Working data:
▼

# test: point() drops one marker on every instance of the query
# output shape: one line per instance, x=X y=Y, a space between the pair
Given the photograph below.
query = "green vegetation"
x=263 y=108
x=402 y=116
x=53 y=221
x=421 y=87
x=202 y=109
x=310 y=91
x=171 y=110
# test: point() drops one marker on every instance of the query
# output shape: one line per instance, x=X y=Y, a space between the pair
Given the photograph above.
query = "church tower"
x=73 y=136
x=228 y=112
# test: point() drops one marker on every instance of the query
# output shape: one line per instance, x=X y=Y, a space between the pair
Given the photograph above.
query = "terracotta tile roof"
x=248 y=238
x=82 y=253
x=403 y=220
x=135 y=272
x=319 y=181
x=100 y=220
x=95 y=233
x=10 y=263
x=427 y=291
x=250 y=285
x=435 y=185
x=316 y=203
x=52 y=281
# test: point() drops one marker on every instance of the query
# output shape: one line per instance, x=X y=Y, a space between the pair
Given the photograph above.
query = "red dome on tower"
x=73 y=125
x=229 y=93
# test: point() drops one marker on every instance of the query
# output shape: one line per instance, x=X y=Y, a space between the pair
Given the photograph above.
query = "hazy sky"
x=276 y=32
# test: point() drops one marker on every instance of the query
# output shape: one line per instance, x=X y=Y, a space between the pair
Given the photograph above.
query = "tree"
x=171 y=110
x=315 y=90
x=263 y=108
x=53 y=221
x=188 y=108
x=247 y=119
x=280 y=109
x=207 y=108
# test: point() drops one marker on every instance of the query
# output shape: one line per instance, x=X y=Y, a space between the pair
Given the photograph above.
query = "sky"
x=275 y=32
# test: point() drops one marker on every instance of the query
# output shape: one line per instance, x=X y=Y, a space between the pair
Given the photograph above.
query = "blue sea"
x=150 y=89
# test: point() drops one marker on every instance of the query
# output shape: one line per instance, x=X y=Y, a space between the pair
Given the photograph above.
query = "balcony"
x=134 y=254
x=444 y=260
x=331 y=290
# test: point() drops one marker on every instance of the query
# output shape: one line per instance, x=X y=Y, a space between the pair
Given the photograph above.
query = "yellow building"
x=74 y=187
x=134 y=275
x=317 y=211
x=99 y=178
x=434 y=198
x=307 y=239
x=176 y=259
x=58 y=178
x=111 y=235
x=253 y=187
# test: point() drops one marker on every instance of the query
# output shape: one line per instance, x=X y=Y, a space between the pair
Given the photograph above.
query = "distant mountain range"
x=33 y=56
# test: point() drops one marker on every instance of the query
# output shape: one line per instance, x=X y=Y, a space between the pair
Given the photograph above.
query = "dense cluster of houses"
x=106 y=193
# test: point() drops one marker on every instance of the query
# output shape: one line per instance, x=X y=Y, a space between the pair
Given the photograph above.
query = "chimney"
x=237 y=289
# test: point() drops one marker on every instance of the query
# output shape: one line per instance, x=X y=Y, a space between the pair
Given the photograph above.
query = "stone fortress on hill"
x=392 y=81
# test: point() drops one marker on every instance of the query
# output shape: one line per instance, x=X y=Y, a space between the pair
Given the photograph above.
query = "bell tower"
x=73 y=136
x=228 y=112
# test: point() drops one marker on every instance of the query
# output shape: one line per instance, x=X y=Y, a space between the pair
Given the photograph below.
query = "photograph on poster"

▲

Write out the material exactly as given.

Task response:
# test: point() drops one marker on every instance of the query
# output shape: one line per instance, x=X y=Y, a space between the pair
Given the photograph below.
query = "green vegetation"
x=263 y=108
x=402 y=116
x=53 y=221
x=421 y=87
x=202 y=109
x=310 y=91
x=171 y=110
# test: point() drops one marker on every instance of the query
# output shape: one line per instance, x=X y=Y, a space between the pair
Given the photograph above.
query = "church tower"
x=73 y=136
x=228 y=112
# test: point() drops one marker on every instance of the query
# output shape: one line per instance, x=X y=Y, a space between the pair
Given the photograph above.
query = "terracotta tile roof"
x=248 y=238
x=82 y=253
x=403 y=220
x=135 y=272
x=319 y=181
x=100 y=220
x=95 y=233
x=10 y=263
x=427 y=291
x=250 y=285
x=435 y=185
x=316 y=203
x=52 y=281
# test: point() drops one marker on every instance of the query
# output shape: one line per instance, x=X y=Y, a space between the pair
Given the photograph above.
query = "red dome on tower"
x=73 y=125
x=229 y=93
# test: point() drops one marker on every instance of the query
# output shape: one line per instance, x=X y=Y, a space between the pair
Given the photograph above.
query = "hazy sky"
x=276 y=32
# test: point() drops one marker on every instance of the query
# output shape: one line per instance, x=X y=Y, a space between the pair
Given the photograph above.
query = "tree"
x=171 y=110
x=315 y=90
x=263 y=108
x=53 y=221
x=188 y=108
x=247 y=119
x=280 y=109
x=207 y=108
# test: point() drops one marker on every instance of the query
# output shape: one line per instance, x=X y=Y, a space between the pair
Given the photograph above.
query = "sky"
x=275 y=32
# test: point() drops one marker on every instance of the query
# output shape: one line per instance, x=X y=Y, a space between the pair
Given the photograph above.
query = "blue sea"
x=150 y=89
# test: point() drops one marker on every instance of the query
# output shape: one line per instance, x=X y=Y, a space between the pair
Given the photograph above.
query = "balcony"
x=134 y=254
x=444 y=260
x=331 y=290
# test: point() drops one marker on every instance of the query
# output shape: one line per instance, x=X y=Y, a space between the pair
Given the photograph above.
query = "yellow building"
x=74 y=187
x=134 y=275
x=317 y=211
x=99 y=178
x=434 y=198
x=307 y=239
x=176 y=259
x=58 y=178
x=111 y=235
x=253 y=187
# test: point() drops one marker on every instance of the query
# output shape: one line per instance, x=X y=Y, a space between the pair
Given the photograph above.
query = "distant mountain range"
x=33 y=56
# test: point() drops one marker on every instance of the query
# output shape: one line per instance, x=X y=Y, a space between the pair
Given the photograph above.
query = "dense cluster of houses"
x=106 y=193
# test: point() drops one marker on every instance of the query
# output shape: one line per instance, x=X y=Y, a space between the pair
Given the photograph above.
query = "chimney"
x=237 y=289
# test: point() drops one marker on every instance of the query
# output shape: one line per instance, x=X y=Y, a space between the pair
Given the photograph above.
query = "stone fortress on hill"
x=392 y=81
# test: point() drops one marker on every instance of the query
# output shape: one line per instance, x=X y=Y, a space between the pair
Given the photograph above.
query = "bell tower"
x=73 y=136
x=228 y=112
# test: point() drops one marker on every instance of the query
# output shape: one line per instance, x=X y=Y, a space between the pair
Given the photograph below.
query = "photograph on poster"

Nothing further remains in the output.